>> BEGIN DATA LINES

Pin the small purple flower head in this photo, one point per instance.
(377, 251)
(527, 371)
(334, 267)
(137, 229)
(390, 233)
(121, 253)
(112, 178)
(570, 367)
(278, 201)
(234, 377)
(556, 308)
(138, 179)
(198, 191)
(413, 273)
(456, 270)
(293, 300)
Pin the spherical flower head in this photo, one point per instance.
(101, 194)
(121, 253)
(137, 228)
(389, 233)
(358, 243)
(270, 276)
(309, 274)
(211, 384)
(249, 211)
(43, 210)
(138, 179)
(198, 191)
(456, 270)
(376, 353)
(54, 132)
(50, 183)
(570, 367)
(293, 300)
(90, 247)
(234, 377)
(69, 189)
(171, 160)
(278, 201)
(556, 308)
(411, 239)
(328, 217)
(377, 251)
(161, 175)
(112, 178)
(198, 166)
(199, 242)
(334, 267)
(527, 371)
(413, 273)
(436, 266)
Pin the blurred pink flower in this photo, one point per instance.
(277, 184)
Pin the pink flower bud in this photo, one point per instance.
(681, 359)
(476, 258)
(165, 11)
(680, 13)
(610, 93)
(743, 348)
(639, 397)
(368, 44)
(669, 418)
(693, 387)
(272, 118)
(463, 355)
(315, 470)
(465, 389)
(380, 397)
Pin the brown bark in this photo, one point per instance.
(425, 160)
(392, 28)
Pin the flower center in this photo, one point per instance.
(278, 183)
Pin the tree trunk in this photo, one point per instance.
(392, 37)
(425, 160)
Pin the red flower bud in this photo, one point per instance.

>> END DATA LINES

* [TASK OBJECTIVE]:
Print all of the entries above again line for line, changing nothing.

* [FULL ANSWER]:
Pin the small purple flower head in this photo, one point per instance.
(377, 251)
(527, 371)
(334, 267)
(137, 229)
(390, 233)
(121, 253)
(112, 178)
(570, 367)
(278, 201)
(234, 377)
(556, 308)
(138, 179)
(198, 191)
(413, 273)
(456, 270)
(293, 300)
Pin the spherical flower head in this photo, one point per instance.
(101, 194)
(121, 253)
(137, 228)
(389, 233)
(358, 243)
(270, 276)
(309, 274)
(211, 384)
(249, 211)
(43, 210)
(138, 179)
(198, 191)
(456, 270)
(376, 353)
(54, 132)
(50, 183)
(570, 367)
(293, 300)
(90, 247)
(234, 377)
(69, 189)
(171, 160)
(278, 201)
(556, 308)
(411, 239)
(328, 217)
(377, 251)
(161, 175)
(112, 178)
(198, 166)
(199, 242)
(334, 267)
(527, 371)
(413, 273)
(436, 266)
Pin the blurred pink flower in this photo, one point per instance.
(277, 184)
Pin the pink flower bud in this photo, one point per instance.
(681, 359)
(476, 258)
(165, 11)
(680, 13)
(610, 93)
(743, 348)
(639, 397)
(368, 44)
(669, 418)
(693, 387)
(272, 118)
(463, 355)
(315, 470)
(465, 389)
(380, 397)
Pin the brown bark in this photo, one point per instance.
(425, 160)
(392, 28)
Pin the flower center in this photo, one point per instance.
(278, 183)
Pin the tree trunk in this photo, one point per instance.
(392, 37)
(425, 160)
Pin the red flower bud in this photo, one point per instance.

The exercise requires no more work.